- TEXT -
::::::::
Course Outline: If you draw the graph of a function and then pick a point on the graph, you should be able to draw the line tangent to the graph at that point. You can then estimate the slope of this tangent line by taking the quotient of the rise over the run. The beautiful notion is that for most functions given by a formula one can find another formula (called the derivative) which will enable you to find the exact value of the slope at any given point on the function. This may not seem to be such a big deal at first, but consider the fact that at points where a smooth function reaches a maximum or minimum value the slope of the tangent line must be 0. Thus, one can locate the exact maximum and minimum values achieved by a smooth function by using its derivative to locate the places where the function has a flat tangent line. One can probably imagine that this is an important idea. For example, an economist may wish to determine the number of units to produce in order to maximize profit.
::::::::
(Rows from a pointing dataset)
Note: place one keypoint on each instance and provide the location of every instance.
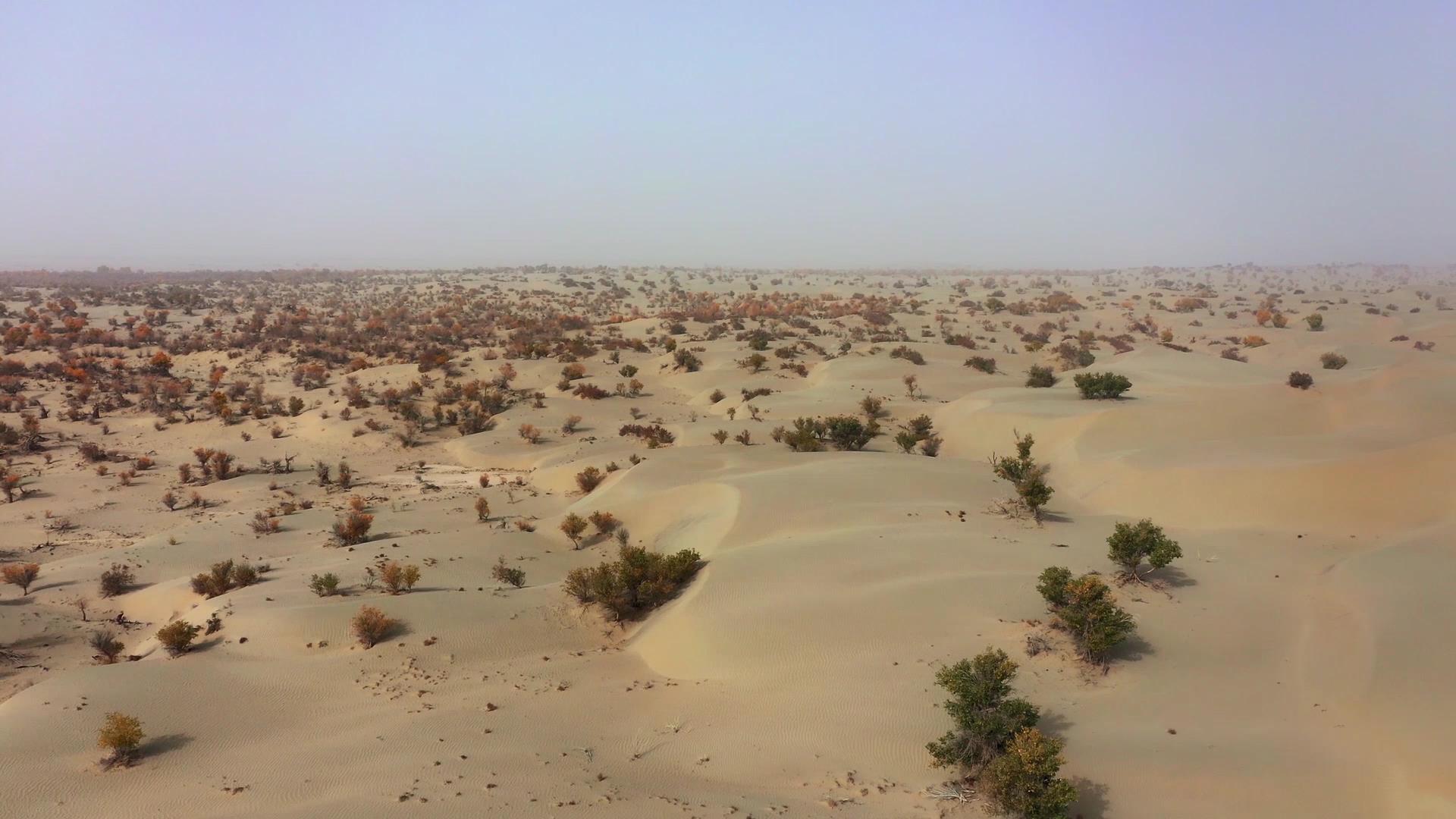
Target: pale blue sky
(781, 134)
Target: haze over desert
(728, 411)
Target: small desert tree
(1022, 781)
(1101, 385)
(507, 575)
(370, 626)
(20, 575)
(982, 708)
(1128, 545)
(115, 580)
(325, 585)
(400, 577)
(104, 642)
(1085, 610)
(573, 526)
(590, 479)
(177, 637)
(120, 736)
(353, 528)
(1040, 376)
(1028, 477)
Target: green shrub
(1101, 385)
(507, 575)
(982, 708)
(635, 583)
(1085, 608)
(177, 637)
(982, 363)
(1040, 376)
(1128, 545)
(325, 585)
(1022, 781)
(1028, 477)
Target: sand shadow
(164, 744)
(1171, 577)
(1091, 799)
(1131, 649)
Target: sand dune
(1293, 664)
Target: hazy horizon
(819, 136)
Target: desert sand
(1294, 662)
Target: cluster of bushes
(223, 577)
(982, 363)
(1040, 376)
(845, 433)
(635, 583)
(654, 435)
(20, 575)
(918, 431)
(996, 744)
(903, 352)
(1022, 472)
(1101, 385)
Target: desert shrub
(1085, 610)
(1024, 781)
(654, 435)
(849, 433)
(574, 526)
(398, 577)
(115, 580)
(1040, 376)
(104, 642)
(683, 359)
(20, 575)
(120, 736)
(753, 363)
(262, 523)
(177, 637)
(507, 575)
(590, 479)
(635, 583)
(353, 528)
(1028, 477)
(325, 585)
(604, 522)
(984, 713)
(903, 352)
(982, 363)
(1101, 385)
(223, 577)
(370, 626)
(1128, 545)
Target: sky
(1082, 134)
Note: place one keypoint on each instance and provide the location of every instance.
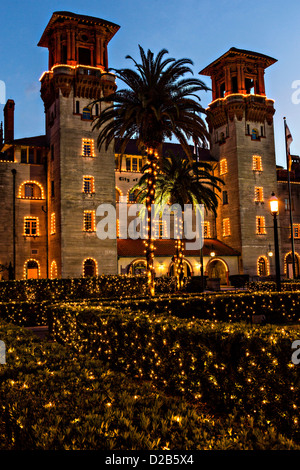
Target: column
(98, 53)
(228, 89)
(261, 81)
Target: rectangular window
(296, 230)
(160, 228)
(28, 190)
(52, 224)
(223, 166)
(31, 155)
(259, 194)
(226, 227)
(88, 185)
(256, 163)
(23, 155)
(31, 226)
(89, 221)
(206, 230)
(260, 225)
(134, 164)
(88, 148)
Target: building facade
(52, 185)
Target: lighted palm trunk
(179, 245)
(150, 199)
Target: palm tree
(158, 103)
(180, 182)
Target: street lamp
(275, 211)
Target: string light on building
(31, 183)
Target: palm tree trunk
(151, 181)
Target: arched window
(118, 194)
(86, 113)
(262, 266)
(89, 267)
(31, 269)
(53, 270)
(288, 264)
(137, 267)
(31, 190)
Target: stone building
(52, 185)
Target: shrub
(229, 366)
(52, 400)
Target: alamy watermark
(2, 92)
(296, 93)
(187, 222)
(2, 352)
(296, 354)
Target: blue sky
(201, 30)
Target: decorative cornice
(253, 108)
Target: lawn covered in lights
(51, 399)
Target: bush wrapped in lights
(51, 400)
(227, 366)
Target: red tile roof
(135, 248)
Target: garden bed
(54, 400)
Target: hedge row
(275, 307)
(72, 289)
(228, 366)
(51, 400)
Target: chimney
(9, 110)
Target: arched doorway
(187, 269)
(31, 269)
(89, 267)
(137, 267)
(217, 268)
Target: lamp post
(274, 211)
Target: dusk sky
(201, 30)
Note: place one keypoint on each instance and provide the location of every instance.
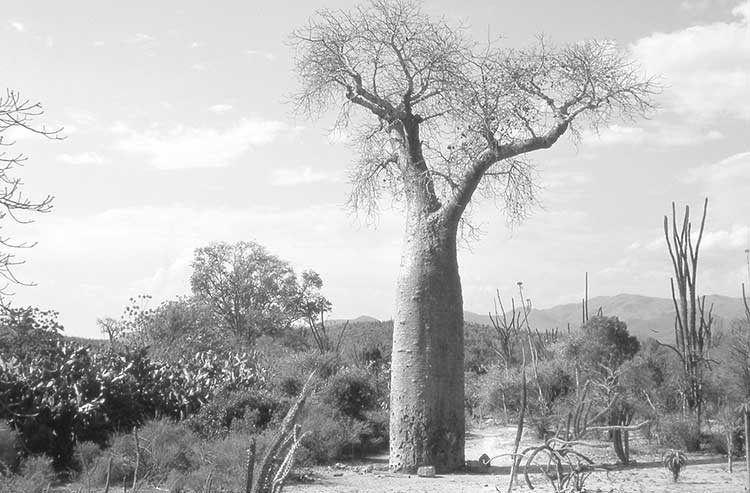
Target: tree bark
(427, 374)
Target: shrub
(164, 446)
(87, 456)
(679, 433)
(674, 461)
(8, 455)
(351, 392)
(334, 435)
(38, 470)
(718, 443)
(248, 409)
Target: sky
(180, 131)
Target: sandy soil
(705, 474)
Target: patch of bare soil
(704, 473)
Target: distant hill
(362, 319)
(645, 316)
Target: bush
(679, 433)
(35, 475)
(334, 435)
(352, 392)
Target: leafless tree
(17, 114)
(440, 119)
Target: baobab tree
(440, 119)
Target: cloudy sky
(180, 132)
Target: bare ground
(704, 473)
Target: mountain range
(645, 316)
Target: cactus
(674, 461)
(278, 459)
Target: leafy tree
(252, 292)
(442, 118)
(603, 341)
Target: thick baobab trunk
(427, 374)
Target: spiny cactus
(268, 475)
(674, 461)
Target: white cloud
(141, 38)
(339, 136)
(706, 68)
(734, 170)
(655, 134)
(736, 238)
(220, 108)
(179, 146)
(290, 177)
(147, 250)
(82, 158)
(263, 54)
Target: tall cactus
(278, 458)
(692, 322)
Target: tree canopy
(252, 292)
(479, 107)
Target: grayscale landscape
(375, 245)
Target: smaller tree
(17, 113)
(252, 292)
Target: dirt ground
(704, 473)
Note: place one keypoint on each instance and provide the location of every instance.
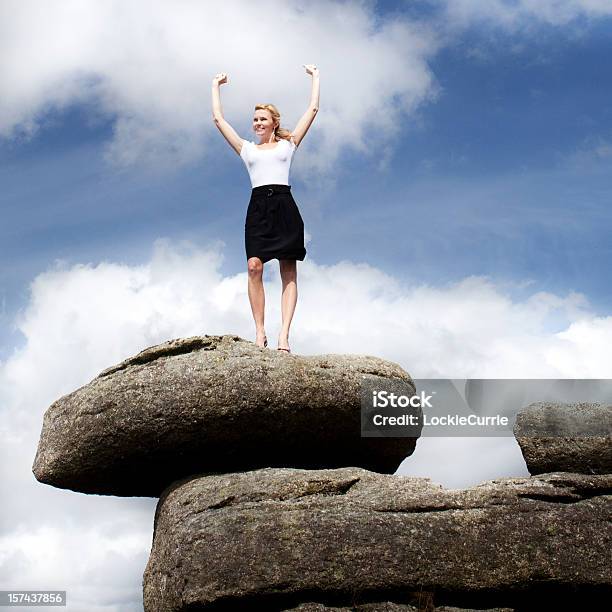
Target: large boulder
(214, 404)
(557, 437)
(276, 538)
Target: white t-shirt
(268, 166)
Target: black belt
(270, 190)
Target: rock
(213, 404)
(557, 437)
(277, 538)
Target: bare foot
(261, 341)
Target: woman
(274, 228)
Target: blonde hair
(279, 132)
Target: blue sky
(499, 176)
(455, 188)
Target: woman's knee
(255, 267)
(288, 270)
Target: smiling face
(263, 125)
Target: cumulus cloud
(148, 65)
(83, 318)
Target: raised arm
(225, 128)
(313, 108)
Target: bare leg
(257, 298)
(288, 270)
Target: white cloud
(519, 14)
(149, 64)
(83, 318)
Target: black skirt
::::::::
Continue the calculus course outline, picking up after its final sentence.

- REPLY TO THE EXERCISE -
In Math 120 we will begin by introducing tangent lines and their possible uses. We will then learn about the tools needed to calculate the derivative. Once we have a thorough understanding of the derivative and how to calculate it, we will move on to explore its applications. Finally, we will talk about a method for calculating the exact area between a given function and the x-axis between any two fixed points. This method (called integration) is surprisingly linked to the derivative. When you leave Math 120, you will carry with you concepts and ideas from calculus that can be applied later, both in mathematics and in other fields.

Necessary Background: Some of you have had calculus before. However, those of you who haven't need not be alarmed: in the past, students without a calculus background have done as well as those with it. Doing well in Math 120 requires a solid background in precalculus.

Classes and Recitation Sessions: Class meets MWF from 12:30 to 1:20 in Baker A53. Your Teaching Assistant (TA) will also hold two weekly recitation sessions. I strongly encourage you to attend these recitation sessions as they are an integral part of the course and will be devoted primarily to amplifying the material and working problems reasonably similar to the homework. Click here for more information about your TA and the recitation sessions.

Office: Wean 7130        Phone:268-2545       Email:jmackey@andrew.cmu.edu

Course Web Site:  www.math.cmu.edu/~jmackey/math120/math120.html

Office Hours: Monday from 1:30-2:30, Tuesday from 12:00-1:00, and by appointment.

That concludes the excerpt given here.